*DIRECTIVE:* Could you copy each of the entries below word for word, leaving out the pictures?

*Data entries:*

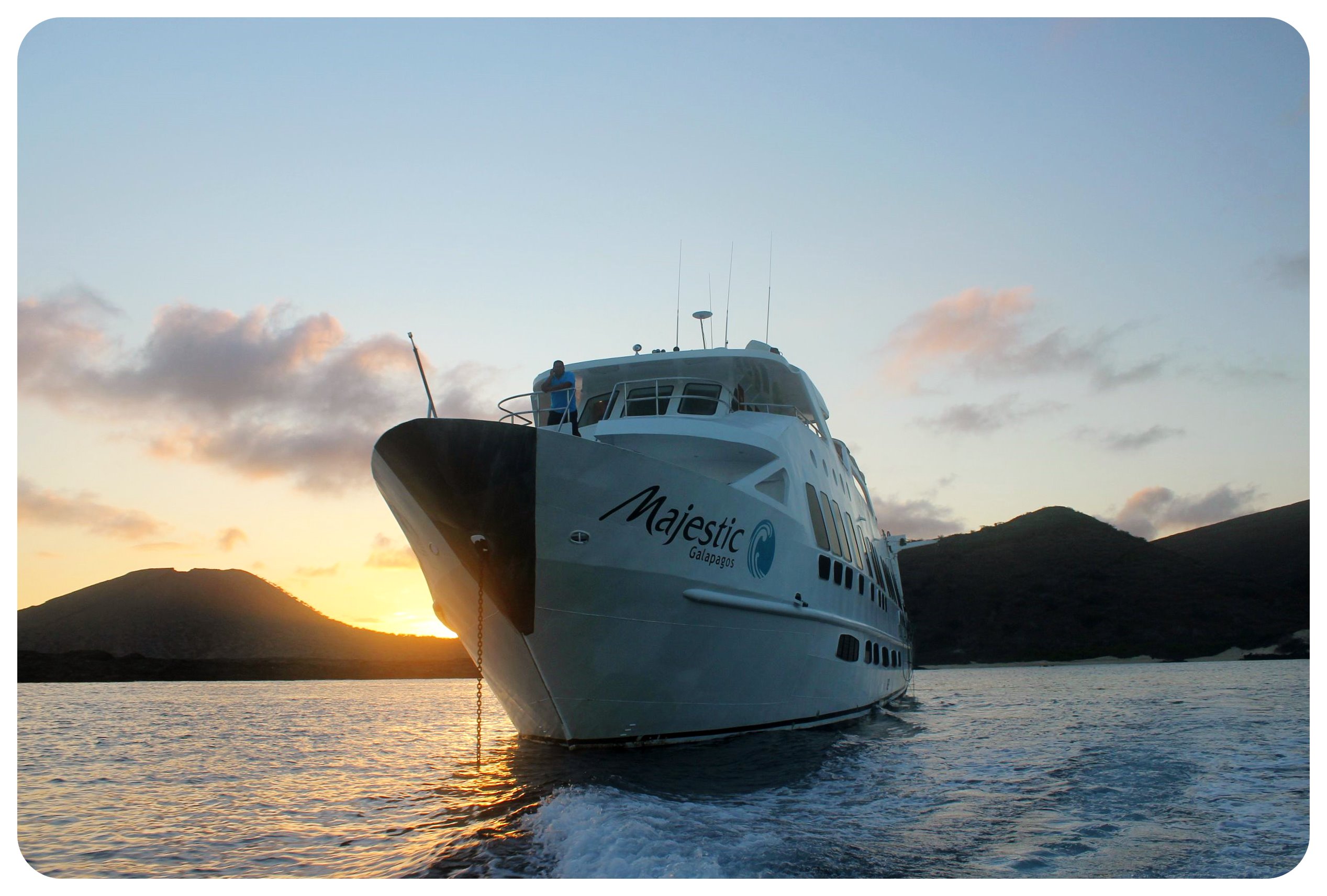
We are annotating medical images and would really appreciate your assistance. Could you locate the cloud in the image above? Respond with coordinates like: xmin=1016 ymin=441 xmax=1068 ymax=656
xmin=295 ymin=563 xmax=341 ymax=579
xmin=872 ymin=495 xmax=963 ymax=539
xmin=1208 ymin=361 xmax=1292 ymax=386
xmin=1109 ymin=485 xmax=1259 ymax=539
xmin=18 ymin=290 xmax=491 ymax=491
xmin=1261 ymin=250 xmax=1309 ymax=289
xmin=18 ymin=477 xmax=166 ymax=540
xmin=1074 ymin=423 xmax=1184 ymax=451
xmin=17 ymin=287 xmax=119 ymax=406
xmin=216 ymin=525 xmax=248 ymax=551
xmin=364 ymin=532 xmax=419 ymax=569
xmin=917 ymin=394 xmax=1068 ymax=434
xmin=884 ymin=288 xmax=1168 ymax=393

*ANSWER TO THIS EXERCISE:*
We are annotating medical images and would really appreciate your assistance. Could you locate the cloud in the image above? Respond with coordinates like: xmin=1016 ymin=441 xmax=1068 ymax=656
xmin=295 ymin=563 xmax=341 ymax=579
xmin=872 ymin=495 xmax=963 ymax=539
xmin=1208 ymin=361 xmax=1292 ymax=386
xmin=1109 ymin=485 xmax=1259 ymax=539
xmin=18 ymin=290 xmax=491 ymax=491
xmin=1261 ymin=250 xmax=1309 ymax=289
xmin=18 ymin=477 xmax=166 ymax=540
xmin=1074 ymin=423 xmax=1184 ymax=451
xmin=17 ymin=287 xmax=119 ymax=406
xmin=216 ymin=525 xmax=248 ymax=551
xmin=364 ymin=532 xmax=419 ymax=569
xmin=917 ymin=394 xmax=1068 ymax=434
xmin=884 ymin=288 xmax=1168 ymax=393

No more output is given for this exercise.